▶ _WHAT THE TASK ASKS_:
Only the lines from the one containing "In this picture, where can the pink" through the end of the data below should be copied, each exactly as written and with both ends kept.

▶ _INFORMATION SHOWN_:
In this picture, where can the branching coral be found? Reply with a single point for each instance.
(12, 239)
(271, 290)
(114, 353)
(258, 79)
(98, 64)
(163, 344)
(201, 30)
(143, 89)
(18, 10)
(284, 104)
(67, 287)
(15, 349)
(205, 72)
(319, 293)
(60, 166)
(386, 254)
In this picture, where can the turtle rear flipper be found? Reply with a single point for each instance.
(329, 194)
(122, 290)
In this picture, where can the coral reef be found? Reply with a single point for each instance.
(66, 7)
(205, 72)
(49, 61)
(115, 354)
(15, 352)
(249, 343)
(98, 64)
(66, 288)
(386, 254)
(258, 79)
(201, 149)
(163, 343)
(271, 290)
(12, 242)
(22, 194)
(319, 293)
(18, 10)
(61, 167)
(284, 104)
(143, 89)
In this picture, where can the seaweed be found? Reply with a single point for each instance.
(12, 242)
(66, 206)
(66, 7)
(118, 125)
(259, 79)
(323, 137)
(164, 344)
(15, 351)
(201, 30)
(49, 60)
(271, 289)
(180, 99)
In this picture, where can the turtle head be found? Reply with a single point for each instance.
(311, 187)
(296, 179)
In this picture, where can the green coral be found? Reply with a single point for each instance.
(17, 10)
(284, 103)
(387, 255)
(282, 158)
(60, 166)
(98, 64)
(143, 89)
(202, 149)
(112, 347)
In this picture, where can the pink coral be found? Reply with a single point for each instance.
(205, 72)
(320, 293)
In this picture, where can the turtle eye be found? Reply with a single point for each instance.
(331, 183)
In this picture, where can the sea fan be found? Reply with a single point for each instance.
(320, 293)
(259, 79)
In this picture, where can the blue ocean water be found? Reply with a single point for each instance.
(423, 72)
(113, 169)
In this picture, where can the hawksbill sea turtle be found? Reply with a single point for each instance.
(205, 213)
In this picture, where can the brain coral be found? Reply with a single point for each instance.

▶ _RESPONSE FOR THIS EXERCISE_:
In this picture, where can the pink coral be found? Reply with a single point for each instance.
(205, 72)
(320, 293)
In this picture, where can the turtle eye be found? Reply with a single point for each instance.
(331, 183)
In this picture, where can the sea fan be found? Reply with a single point for each instance.
(320, 293)
(259, 79)
In this picture, where can the blue ocean water be found? Reply with a single point for each instance.
(423, 72)
(113, 169)
In this picture, where can the hawksbill sea turtle be found? Reply with a single point for each instance.
(205, 213)
In this picture, where can the brain coral be found? Reply with a single point for each instance.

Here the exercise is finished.